[Extract provided]
* Begin *
Sports Call - The connection between New Zealand and Japanese rugby is growing all the time, with partnerships popping up all over the place.
Not only is the Asian country, host of this year's World Cup, becoming a leading destination for New Zealand players and coaches, but Aotearoa is also hosting it's fair share of Japanese talent.
Shouts of Japanese can often be heard at the Hurricanes base in Wellington, with players and coaches from Top League side Ricoh training with the Super Rugby franchise as part of a three-year agreement.
Halfback Toshiya Takahashi is one of those players, also spending a second season with the Poneke club. He was assigned a team last year, but he enjoyed his time in Kilbirnie so much he asked to return.
"Everyone is very kind and keep calling me Toshi .... and get me involved in everything.
"We have some very close games last year and when Poneke [wins], it was a very good memory for me."
Takahashi's time in New Zealand is paying off.
"Last year before I came to Poneke I was the number three halfback at Ricoh, then when I went back after a year in New Zealand, I became Ricoh's number one halfback."
Eito Tamura took a much bigger leap of faith, leaving Japan at the tender age of 10 to chase his rugby dream.
* End *
[To be done]
(a) From the rugby article, copy the passage from "Shouts of Japanese" to "asked to return.".
(b) According to the rugby article, at what age did Eito Tamura leave Japan?
(c) Go on with the rugby article about ties between New Zealand and Japanese rugby, starting after its last sentence.

[Data listing]
* Begin *
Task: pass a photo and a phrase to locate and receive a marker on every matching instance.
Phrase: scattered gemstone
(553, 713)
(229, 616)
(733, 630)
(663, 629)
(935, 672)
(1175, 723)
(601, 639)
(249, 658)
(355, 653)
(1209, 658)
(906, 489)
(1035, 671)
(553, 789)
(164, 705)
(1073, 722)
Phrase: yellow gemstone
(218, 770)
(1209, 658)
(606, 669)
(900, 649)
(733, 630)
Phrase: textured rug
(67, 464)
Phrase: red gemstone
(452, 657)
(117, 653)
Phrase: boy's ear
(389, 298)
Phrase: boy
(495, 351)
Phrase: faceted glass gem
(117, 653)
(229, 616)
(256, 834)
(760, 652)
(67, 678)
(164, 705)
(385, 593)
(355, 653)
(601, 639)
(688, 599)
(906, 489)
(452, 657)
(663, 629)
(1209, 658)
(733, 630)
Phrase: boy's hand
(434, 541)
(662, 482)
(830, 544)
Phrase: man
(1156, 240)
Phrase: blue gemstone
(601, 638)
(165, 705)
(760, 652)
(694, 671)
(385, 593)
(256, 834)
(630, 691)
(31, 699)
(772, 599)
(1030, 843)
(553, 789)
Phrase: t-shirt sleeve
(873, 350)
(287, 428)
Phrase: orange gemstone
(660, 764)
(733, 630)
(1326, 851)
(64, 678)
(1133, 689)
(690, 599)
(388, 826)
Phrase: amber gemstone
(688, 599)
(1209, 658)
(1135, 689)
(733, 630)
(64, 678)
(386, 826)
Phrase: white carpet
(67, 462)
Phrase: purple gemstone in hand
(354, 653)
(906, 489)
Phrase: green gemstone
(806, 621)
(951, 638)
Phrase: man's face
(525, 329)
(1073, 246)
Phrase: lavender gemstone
* End *
[The replies]
(a)
Shouts of Japanese can often be heard at the Hurricanes base in Wellington, with players and coaches from Top League side Ricoh training with the Super Rugby franchise as part of a three-year agreement.
Halfback Toshiya Takahashi is one of those players, also spending a second season with the Poneke club. He was assigned a team last year, but he enjoyed his time in Kilbirnie so much he asked to return.

(b) He left Japan at the age of 10.

(c)
He landed at Napier Boys High and then Poneke, before using New Zealand rugby as a way to get back to Japan.
"Yeah it's true.
"I was here playing and I got an offer to go and play for a Japanese team in the Top League [Tamura captained and played in the midfield for Sanix].
"I took that opportunity and that's something I wanted to do, make rugby into a career and I did, thanks to this club [Poneke]."
The benefits to Japanese players are obvious, but what does New Zealand rugby get out of the arrangement?
Local clubs, even storied ones like Poneke, are struggling with ever declining male player numbers and the extra imports boost both the number and quality of players.
Hurricanes chief executive Avan Lee said their arrangement with Ricoh opens up commercial opportunities in the much larger Japanese market.
"Off the back of the 2015 Rugby World Cup, how well the Japanese performed to beat South Africa. Then they played Scotland in the next game and 25 million people watched it live in Japan. An All Blacks game in New Zealand, on average it will only be watched by 600,000 people live."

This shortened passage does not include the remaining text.